**Required work**.
**a.** In the pencil milling text, what does minCNdotContour represent?
**b.** Please return the stretch of the pencil milling text from "Now we make" through "1), fspath.GetD(i, 2))".
**c.** List every parameter name that the pencil milling text explains in words in the paragraph beginning "Now we can make the implicit area".

* start Quoted text *

The next step is to make the machining boundary. I know there is a function for making a rectangular boundary in one call, but I like to do it from first principles. A boundary is a set of paths (because there can be islands). The Build function is the same as the one on FsSurface — it puts things into boxes so we can do particular function calls very fast (eg measure the distance to the boundary from a given point if it is less than 1mm away).

ulo, uhi, vlo, vhi = -50, 550, -50, 550
fsboundary = FsBoundaries.New()
fspath = FsPath2X.New(0.0)
fspath.Start(ulo, vlo)
fspath.AddLine(uhi, vlo)
fspath.AddLine(uhi, vhi)
fspath.AddLine(ulo, vhi)
fspath.AddLine(ulo, vlo)
fsboundary = FsBoundaries.New()

Now we can make the implicit area, which is the object that defines how the pencil milling algorithm will operate, and is based on the standard boundary detection algorithm that is used for slices, except it is a very special case where there is no inside because the boundaries are actually doubled up and down the channels. There’s no way I can explain it very well without a whole lot more diagrams, but it is geometrically natural. Once again there are numerous hidden parameters controlling how well the contours are followed and the tolerance. For example, maxHdiffContour is the largest segment length as we track the contour, deltaHdiffContour is the shortest segment length, and minCNdotContour is the cosine of the largest angle change allowed between two segments (as long as they are both greater than deltaHdiffContour in length). In terms of the pencil milling, minCNdotFibrePencil is the cosine of the bitangency angle.

fsia = FsImplicitAreaSurface.New(FsImplicitAreaSurface.IAT_PENCIL)
fsia.SetMachiningBoundaries(fsboundary, 0)
#SetPencilConditions(deltaHdiffFibrePencil, maxHdiffFibrePencil, maxZdiffFibrePencil, 
    minCNdotFibrePencil, marginZCdiffFibrePencil, marginCNZbothFibrePencil, False)
fsia.SetPencilConditions(0.002, 2, 2, 0.93, 1, 1, False)
#SetContourConditions(minCNdotContour, maxZdiffContour, deltaHdiffContour, 
    maxHdiffContour, maxCPcuspContour, minBNdotContour)
fsia.SetContourConditions(0.9, -1.0, 0.002, 2, -1.0, 0.9)

I can see a good deal more documentation and rationalization needs to go on, as well as some interesting systems for isolation testing to get an idea of how much things change when the settings are changed on experimental parts. Often the tolerance requested by the user implies one sample rate, but the input geometry requires operating at a smaller sample rate so it doesn’t accidentally skip over a feature, which means that they get a tighter tolerance than they wanted. (Tighter tolerances are not desirable as they take longer to calculate. I wonder if every algorithm should return the tolerance it actually thinks it got?)

Now we make the weave, which is the boundary model derived from the implicit area.

fsweave = FsWeave.New()
fsweave.SetShape(ulo-10, uhi+10, vlo-10, vhi+10, 2.1)

Remember I said that pencil contours were special because they are doubled up? It requires special functions to pull them out:

npp = fsia.PencilPathContours(fsweave, 5.0, 4.0, 0.0)
pths = [ ]
for ipp in range(npp):
    fspath = FsPath2X.New(0)
    RecordPencilContour(fspath, fsweave, ipp, 0.02)
    print "path", ipp, "with points", fspath.GetNpts()
    pths.append([ (fspath.GetD(i, 0), fspath.GetD(i, 1), fspath.GetD(i, 2))  
                  for i in range(fspath.GetNpts()) ])

* end Quoted text *
* start Collected material *

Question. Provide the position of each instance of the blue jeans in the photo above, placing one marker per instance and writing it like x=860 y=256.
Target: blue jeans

* end Collected material *

**List of solutions**.
**a.** The cosine of the largest angle change allowed between two segments.

**b.**
Now we make the weave, which is the boundary model derived from the implicit area.

fsweave = FsWeave.New()
fsweave.SetShape(ulo-10, uhi+10, vlo-10, vhi+10, 2.1)

Remember I said that pencil contours were special because they are doubled up? It requires special functions to pull them out:

npp = fsia.PencilPathContours(fsweave, 5.0, 4.0, 0.0)
pths = [ ]
for ipp in range(npp):
    fspath = FsPath2X.New(0)
    RecordPencilContour(fspath, fsweave, ipp, 0.02)
    print "path", ipp, "with points", fspath.GetNpts()
    pths.append([ (fspath.GetD(i, 0), fspath.GetD(i, 1), fspath.GetD(i, 2))

**c.** maxHdiffContour, deltaHdiffContour, minCNdotContour, minCNdotFibrePencil